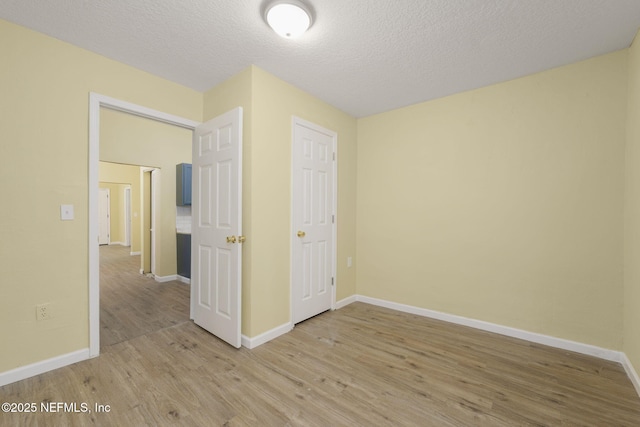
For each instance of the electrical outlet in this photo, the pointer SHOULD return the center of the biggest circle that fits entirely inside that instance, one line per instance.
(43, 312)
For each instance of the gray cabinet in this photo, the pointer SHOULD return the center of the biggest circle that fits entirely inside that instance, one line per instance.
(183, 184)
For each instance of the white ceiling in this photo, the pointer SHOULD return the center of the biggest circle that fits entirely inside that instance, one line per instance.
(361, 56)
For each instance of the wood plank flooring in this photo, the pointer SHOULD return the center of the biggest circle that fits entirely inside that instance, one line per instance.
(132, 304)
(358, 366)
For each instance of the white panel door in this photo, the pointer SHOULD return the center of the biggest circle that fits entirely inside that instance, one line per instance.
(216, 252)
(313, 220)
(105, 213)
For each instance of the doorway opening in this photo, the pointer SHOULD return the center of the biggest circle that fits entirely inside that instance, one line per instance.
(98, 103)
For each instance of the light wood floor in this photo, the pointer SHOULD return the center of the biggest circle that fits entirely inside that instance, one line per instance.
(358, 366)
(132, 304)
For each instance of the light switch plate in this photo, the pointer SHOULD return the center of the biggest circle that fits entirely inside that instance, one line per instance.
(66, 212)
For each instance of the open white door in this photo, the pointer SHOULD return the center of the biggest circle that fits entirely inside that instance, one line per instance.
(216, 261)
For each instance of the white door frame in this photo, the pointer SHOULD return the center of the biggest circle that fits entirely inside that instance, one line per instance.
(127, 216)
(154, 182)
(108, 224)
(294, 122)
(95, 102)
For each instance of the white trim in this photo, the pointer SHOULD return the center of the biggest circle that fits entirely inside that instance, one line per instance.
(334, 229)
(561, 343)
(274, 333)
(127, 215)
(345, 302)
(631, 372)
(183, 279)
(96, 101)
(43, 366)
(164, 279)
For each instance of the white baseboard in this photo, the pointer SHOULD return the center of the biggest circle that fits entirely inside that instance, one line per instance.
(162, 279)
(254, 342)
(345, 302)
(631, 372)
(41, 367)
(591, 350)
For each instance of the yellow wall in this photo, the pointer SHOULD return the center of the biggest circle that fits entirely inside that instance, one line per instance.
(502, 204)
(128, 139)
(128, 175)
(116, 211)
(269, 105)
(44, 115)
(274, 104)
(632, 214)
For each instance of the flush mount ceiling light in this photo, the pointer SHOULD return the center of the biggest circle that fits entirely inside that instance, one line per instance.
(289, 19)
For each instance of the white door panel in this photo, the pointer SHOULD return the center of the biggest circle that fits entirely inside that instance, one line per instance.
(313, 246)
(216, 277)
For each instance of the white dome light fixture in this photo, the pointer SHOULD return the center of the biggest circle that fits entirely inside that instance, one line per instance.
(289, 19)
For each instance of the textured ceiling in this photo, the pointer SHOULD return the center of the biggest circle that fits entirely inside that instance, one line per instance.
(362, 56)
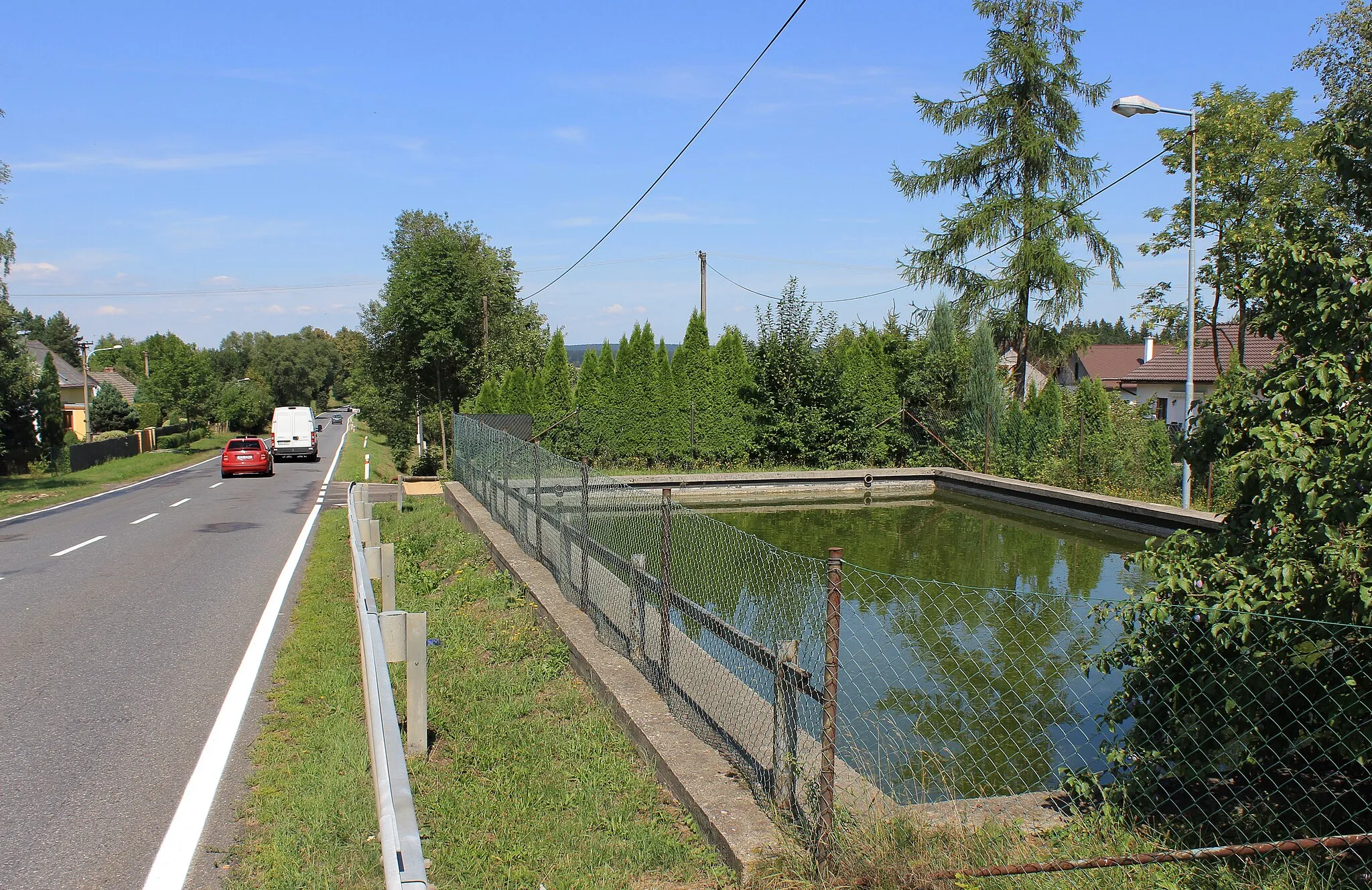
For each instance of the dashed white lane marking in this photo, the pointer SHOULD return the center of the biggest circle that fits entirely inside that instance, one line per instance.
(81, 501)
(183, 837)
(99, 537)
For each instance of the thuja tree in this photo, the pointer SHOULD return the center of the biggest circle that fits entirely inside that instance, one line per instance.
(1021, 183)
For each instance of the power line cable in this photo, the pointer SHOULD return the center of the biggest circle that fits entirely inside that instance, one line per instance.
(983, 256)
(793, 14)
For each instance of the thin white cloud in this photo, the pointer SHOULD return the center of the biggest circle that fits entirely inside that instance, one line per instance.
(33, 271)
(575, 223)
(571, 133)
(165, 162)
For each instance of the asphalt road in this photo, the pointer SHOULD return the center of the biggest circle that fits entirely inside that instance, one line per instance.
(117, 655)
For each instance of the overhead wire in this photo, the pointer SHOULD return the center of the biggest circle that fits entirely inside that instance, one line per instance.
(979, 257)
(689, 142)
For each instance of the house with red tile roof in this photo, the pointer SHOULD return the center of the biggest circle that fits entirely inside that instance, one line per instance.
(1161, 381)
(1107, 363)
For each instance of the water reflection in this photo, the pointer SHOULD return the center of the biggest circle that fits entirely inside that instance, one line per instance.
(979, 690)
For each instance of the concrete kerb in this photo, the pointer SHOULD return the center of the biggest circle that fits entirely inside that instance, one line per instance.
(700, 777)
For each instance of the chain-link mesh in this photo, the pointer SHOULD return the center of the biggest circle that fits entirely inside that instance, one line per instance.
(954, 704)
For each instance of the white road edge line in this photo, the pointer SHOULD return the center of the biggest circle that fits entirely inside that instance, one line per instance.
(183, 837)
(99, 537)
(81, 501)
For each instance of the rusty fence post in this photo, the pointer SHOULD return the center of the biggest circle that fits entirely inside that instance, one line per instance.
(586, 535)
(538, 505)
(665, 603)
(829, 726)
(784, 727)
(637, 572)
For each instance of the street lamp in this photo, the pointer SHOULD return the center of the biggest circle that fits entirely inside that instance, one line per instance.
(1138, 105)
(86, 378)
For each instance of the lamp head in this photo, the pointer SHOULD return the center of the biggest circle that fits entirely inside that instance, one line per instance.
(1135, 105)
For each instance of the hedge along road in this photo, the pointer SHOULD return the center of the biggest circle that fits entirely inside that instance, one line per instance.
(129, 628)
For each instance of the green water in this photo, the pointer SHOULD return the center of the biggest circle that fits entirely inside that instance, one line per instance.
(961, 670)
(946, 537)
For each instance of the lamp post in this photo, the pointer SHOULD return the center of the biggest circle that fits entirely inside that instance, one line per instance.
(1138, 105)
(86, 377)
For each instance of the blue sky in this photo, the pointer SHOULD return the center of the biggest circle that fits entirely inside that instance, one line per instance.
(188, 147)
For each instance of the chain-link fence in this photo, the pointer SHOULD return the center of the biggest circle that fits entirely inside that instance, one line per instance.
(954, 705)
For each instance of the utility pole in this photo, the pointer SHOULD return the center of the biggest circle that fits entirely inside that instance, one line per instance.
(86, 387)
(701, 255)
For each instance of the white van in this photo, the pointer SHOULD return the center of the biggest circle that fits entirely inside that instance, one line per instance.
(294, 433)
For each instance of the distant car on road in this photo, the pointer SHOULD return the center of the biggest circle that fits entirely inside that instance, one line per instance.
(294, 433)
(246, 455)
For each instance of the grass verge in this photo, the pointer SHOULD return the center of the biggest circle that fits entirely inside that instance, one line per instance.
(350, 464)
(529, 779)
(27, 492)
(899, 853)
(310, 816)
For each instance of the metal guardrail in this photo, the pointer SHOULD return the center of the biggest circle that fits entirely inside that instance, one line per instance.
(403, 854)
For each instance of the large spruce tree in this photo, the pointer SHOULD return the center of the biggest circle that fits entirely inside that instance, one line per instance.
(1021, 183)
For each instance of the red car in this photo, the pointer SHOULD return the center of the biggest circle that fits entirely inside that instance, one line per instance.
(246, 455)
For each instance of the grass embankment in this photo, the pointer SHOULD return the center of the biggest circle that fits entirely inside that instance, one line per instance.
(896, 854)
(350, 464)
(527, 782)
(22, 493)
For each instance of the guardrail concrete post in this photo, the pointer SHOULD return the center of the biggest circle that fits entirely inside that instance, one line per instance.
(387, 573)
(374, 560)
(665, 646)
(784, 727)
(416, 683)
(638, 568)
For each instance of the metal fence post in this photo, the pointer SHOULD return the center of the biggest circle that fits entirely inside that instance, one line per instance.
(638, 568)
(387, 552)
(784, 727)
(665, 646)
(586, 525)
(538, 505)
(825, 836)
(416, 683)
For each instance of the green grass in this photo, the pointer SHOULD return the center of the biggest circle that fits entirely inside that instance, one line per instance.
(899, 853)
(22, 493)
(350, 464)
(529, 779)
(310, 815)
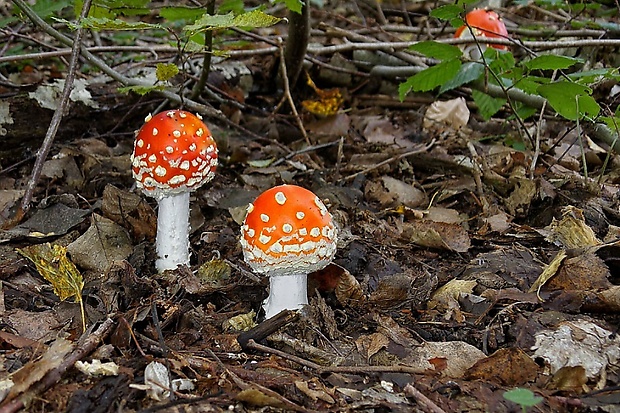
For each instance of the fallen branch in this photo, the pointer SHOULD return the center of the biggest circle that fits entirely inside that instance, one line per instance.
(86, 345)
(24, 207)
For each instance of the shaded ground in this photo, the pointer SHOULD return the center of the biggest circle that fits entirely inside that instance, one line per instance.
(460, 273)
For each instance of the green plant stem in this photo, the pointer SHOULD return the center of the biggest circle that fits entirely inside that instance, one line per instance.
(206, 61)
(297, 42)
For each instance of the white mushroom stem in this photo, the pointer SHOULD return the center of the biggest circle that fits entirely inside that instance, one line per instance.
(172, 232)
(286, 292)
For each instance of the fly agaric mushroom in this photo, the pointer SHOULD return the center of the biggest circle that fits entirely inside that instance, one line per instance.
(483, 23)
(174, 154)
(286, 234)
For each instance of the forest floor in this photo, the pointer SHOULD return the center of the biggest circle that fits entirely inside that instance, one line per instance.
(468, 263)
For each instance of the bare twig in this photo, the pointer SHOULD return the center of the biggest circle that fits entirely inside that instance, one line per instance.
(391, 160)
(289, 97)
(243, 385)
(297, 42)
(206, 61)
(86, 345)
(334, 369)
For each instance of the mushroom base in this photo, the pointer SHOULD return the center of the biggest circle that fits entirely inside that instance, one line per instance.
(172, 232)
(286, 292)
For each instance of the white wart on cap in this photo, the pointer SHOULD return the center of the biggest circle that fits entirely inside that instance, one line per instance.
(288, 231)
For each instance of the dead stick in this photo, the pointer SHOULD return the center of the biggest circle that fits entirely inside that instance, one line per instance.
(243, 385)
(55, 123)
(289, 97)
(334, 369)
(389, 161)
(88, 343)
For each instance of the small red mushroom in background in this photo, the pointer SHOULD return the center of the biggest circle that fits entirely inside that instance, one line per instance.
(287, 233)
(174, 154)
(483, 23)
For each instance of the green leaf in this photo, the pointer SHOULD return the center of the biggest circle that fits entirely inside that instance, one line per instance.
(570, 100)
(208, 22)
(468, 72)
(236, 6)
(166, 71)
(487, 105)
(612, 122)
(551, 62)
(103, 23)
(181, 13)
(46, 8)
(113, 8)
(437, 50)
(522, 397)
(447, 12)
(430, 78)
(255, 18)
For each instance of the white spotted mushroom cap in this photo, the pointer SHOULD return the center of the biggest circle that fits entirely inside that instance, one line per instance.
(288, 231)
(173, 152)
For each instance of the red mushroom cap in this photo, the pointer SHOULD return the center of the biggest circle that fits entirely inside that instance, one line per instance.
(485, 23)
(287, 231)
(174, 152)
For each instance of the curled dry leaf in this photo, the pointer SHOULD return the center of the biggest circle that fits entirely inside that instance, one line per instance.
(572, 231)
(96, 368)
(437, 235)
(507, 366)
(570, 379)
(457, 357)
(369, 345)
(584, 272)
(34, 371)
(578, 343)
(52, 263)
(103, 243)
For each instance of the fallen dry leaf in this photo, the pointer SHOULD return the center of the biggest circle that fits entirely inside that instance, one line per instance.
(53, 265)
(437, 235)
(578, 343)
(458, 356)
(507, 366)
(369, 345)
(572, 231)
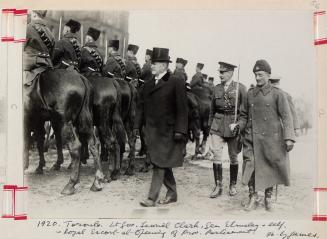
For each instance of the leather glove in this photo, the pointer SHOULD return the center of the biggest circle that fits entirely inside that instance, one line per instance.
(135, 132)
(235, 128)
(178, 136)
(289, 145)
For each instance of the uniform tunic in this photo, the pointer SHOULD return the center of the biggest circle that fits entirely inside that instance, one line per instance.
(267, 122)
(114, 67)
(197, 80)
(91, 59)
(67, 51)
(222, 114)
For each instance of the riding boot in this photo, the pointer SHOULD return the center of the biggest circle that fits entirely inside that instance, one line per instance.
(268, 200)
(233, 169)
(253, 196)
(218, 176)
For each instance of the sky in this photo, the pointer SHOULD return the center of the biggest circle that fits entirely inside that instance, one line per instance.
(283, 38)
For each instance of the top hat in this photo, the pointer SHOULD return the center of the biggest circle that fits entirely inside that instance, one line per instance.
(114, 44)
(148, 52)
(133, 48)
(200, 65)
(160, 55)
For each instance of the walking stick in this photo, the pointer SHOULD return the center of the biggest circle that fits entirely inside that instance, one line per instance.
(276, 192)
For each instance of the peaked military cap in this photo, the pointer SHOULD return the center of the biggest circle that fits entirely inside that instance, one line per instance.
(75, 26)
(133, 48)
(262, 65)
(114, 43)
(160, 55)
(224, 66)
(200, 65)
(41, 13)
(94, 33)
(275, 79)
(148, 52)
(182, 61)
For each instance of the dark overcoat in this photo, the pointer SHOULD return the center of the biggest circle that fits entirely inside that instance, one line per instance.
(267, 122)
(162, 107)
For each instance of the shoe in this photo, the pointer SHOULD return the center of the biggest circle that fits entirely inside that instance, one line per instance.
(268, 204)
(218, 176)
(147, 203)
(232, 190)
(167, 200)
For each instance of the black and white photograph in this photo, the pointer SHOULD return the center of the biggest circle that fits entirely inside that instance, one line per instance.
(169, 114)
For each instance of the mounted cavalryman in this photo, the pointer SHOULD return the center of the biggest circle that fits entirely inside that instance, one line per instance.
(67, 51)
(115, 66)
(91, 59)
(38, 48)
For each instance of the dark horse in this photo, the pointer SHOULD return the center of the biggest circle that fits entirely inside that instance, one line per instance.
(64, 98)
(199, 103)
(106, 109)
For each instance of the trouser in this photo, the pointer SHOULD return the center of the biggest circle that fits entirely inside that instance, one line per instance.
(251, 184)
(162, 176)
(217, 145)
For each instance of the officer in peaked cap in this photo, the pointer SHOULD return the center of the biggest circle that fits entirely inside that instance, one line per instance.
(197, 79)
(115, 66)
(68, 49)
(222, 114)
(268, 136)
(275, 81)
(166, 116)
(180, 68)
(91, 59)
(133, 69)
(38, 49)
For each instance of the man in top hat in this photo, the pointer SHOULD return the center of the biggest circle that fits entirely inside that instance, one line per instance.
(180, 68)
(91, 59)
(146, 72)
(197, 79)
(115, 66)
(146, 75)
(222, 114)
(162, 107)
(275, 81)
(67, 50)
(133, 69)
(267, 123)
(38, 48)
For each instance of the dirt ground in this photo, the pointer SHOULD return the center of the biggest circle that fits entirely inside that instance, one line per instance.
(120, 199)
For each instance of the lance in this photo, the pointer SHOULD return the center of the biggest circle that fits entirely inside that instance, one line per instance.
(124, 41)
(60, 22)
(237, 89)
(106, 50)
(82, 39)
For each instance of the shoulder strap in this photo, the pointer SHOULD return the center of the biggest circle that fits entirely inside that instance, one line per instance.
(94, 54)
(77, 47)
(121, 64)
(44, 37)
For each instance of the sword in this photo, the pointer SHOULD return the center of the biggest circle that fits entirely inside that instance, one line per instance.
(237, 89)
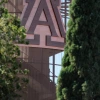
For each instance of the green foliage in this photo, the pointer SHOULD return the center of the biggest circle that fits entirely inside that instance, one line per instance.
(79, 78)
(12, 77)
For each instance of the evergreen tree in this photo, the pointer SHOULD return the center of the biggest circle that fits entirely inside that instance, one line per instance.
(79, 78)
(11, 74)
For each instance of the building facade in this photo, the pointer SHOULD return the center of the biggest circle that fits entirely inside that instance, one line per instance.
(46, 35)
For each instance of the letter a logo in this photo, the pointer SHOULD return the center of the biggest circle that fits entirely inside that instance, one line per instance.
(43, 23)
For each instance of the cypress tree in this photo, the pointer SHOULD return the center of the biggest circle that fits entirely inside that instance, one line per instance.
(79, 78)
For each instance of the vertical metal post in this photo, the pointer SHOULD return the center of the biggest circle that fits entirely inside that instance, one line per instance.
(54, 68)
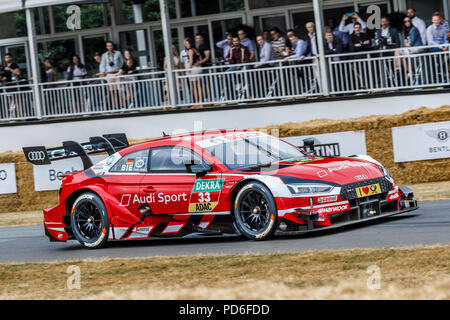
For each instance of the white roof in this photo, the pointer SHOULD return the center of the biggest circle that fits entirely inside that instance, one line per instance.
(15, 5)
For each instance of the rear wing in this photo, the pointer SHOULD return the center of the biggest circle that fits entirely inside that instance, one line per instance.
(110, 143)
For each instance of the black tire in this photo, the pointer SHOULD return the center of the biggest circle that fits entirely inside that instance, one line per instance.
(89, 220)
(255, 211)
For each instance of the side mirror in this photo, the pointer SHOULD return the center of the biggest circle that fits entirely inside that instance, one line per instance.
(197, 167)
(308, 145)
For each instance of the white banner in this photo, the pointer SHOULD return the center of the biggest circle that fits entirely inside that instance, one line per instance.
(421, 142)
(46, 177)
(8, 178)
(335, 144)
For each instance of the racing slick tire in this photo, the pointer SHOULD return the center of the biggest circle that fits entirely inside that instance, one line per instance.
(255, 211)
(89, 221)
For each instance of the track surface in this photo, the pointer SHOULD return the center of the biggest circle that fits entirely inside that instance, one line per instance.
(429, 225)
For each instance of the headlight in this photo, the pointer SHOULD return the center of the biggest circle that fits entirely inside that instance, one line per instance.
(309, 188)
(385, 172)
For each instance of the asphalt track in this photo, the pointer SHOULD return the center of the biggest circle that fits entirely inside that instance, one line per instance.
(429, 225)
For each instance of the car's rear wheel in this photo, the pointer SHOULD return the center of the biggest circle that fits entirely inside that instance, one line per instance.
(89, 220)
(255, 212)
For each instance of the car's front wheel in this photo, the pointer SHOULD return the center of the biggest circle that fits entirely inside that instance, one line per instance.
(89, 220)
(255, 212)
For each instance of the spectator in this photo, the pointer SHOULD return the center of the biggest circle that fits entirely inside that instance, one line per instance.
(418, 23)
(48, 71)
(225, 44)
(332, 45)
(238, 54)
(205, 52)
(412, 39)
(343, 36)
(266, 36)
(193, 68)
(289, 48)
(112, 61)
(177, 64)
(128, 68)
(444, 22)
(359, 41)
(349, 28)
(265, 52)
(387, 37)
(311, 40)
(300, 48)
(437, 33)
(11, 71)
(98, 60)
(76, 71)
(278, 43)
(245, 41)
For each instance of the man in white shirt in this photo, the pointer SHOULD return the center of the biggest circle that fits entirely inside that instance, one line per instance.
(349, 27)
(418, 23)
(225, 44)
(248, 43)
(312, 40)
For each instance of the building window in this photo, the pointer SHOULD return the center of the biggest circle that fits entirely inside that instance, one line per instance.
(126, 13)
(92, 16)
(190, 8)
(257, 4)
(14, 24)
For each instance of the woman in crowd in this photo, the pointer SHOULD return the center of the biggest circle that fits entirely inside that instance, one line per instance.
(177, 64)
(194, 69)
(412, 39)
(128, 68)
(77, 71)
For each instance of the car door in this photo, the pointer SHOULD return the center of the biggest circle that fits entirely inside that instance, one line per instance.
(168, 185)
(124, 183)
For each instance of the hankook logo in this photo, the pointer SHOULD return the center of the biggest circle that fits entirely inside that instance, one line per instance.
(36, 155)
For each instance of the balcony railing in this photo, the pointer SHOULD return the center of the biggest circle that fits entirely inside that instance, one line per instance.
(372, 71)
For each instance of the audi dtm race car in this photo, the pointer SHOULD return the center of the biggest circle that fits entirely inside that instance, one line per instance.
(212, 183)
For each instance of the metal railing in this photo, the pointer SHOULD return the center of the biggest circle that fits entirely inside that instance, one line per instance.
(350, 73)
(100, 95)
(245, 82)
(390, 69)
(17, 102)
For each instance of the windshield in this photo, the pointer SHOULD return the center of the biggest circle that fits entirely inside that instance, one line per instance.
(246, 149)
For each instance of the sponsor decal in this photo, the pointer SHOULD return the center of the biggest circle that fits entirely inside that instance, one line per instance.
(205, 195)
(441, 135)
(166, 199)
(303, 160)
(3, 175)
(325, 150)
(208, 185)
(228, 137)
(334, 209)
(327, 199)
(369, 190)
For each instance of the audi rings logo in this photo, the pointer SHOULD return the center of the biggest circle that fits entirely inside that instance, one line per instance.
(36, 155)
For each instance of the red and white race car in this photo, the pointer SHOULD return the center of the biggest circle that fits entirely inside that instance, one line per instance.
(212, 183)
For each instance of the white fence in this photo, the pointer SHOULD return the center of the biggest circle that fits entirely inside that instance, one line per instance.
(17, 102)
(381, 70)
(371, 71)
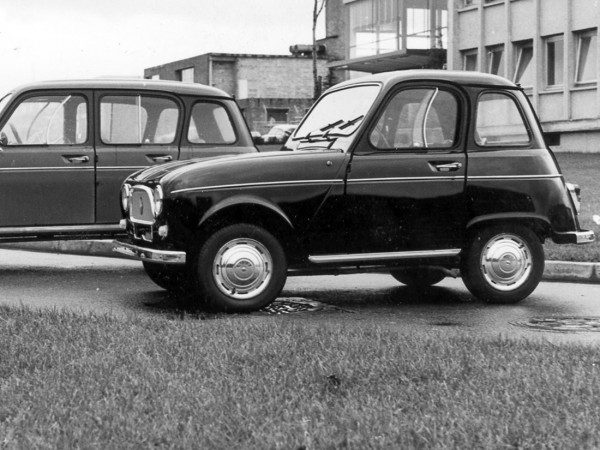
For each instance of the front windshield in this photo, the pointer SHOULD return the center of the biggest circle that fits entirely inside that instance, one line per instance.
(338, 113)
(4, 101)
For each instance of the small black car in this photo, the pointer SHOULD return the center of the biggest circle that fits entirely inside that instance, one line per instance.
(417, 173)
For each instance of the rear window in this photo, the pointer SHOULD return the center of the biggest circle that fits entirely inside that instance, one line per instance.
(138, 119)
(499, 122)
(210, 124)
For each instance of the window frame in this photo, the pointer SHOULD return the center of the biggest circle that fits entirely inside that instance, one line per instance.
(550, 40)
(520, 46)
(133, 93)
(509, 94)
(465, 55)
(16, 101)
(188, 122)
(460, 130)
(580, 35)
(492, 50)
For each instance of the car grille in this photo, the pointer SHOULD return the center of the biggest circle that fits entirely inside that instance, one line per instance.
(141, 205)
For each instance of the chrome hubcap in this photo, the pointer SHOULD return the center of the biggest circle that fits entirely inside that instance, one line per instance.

== Directions for this task ==
Can the lines from the one with "For each instance of the sponsor" to the end of the records above be quoted exactly, both ends included, with every picture omitted?

== Result below ==
For each instance of the sponsor decal in this photo, the pointer SHOULD return the center of the biggest circle that fits entirely inside that instance, one line per instance.
(205, 195)
(441, 135)
(166, 199)
(303, 160)
(3, 175)
(325, 150)
(208, 185)
(228, 137)
(334, 209)
(327, 199)
(369, 190)
For each instance of the audi rings logo in this photo, the pointer SHOULD return the center of the biggest circle that fits entirely inside that instance, one line per instance.
(36, 155)
For each instance of the red and white race car in this photo, the pointer SHOULD return the center of the biggest circle that fits entirely inside that instance, one line per instance.
(212, 183)
For each instance of the white fence in this photo, the pointer SHOULD return the center of the biggest circle that fits entirely inside that instance, one line per instance.
(17, 102)
(381, 70)
(371, 71)
For each instance of the front windshield in this photo, the pointer SHOULD return the center of the biggest circle that fits entirely inside that instance, one line per instance.
(338, 113)
(4, 101)
For each instance of the small black car in this photo, the pointer SHOULD return the center of the biggest circle that fits entirely inside that instance, one line per instance.
(417, 173)
For each instance of the rear window in this photo, the pointer SHOULD return the center of the biggest circle that fits entirely inside that instance, one line per instance.
(138, 119)
(499, 122)
(210, 124)
For each instance of the window frame in this photo, the pointer SHOULD return the center of the biggest circle that fits entirely inside that instance, one line per instance.
(550, 40)
(520, 46)
(133, 93)
(509, 94)
(465, 55)
(16, 101)
(188, 122)
(460, 130)
(580, 35)
(492, 50)
For each instance of the car grille in this photo, the pointer SHOULD return the center of the biggest circle that fits entirely inside that instance, one line per instance.
(141, 205)
For each instance of the chrome hubcap in this photo, the pointer SHOULD return the center of the biggest circle that fits entirely inside that instance, one line per instance.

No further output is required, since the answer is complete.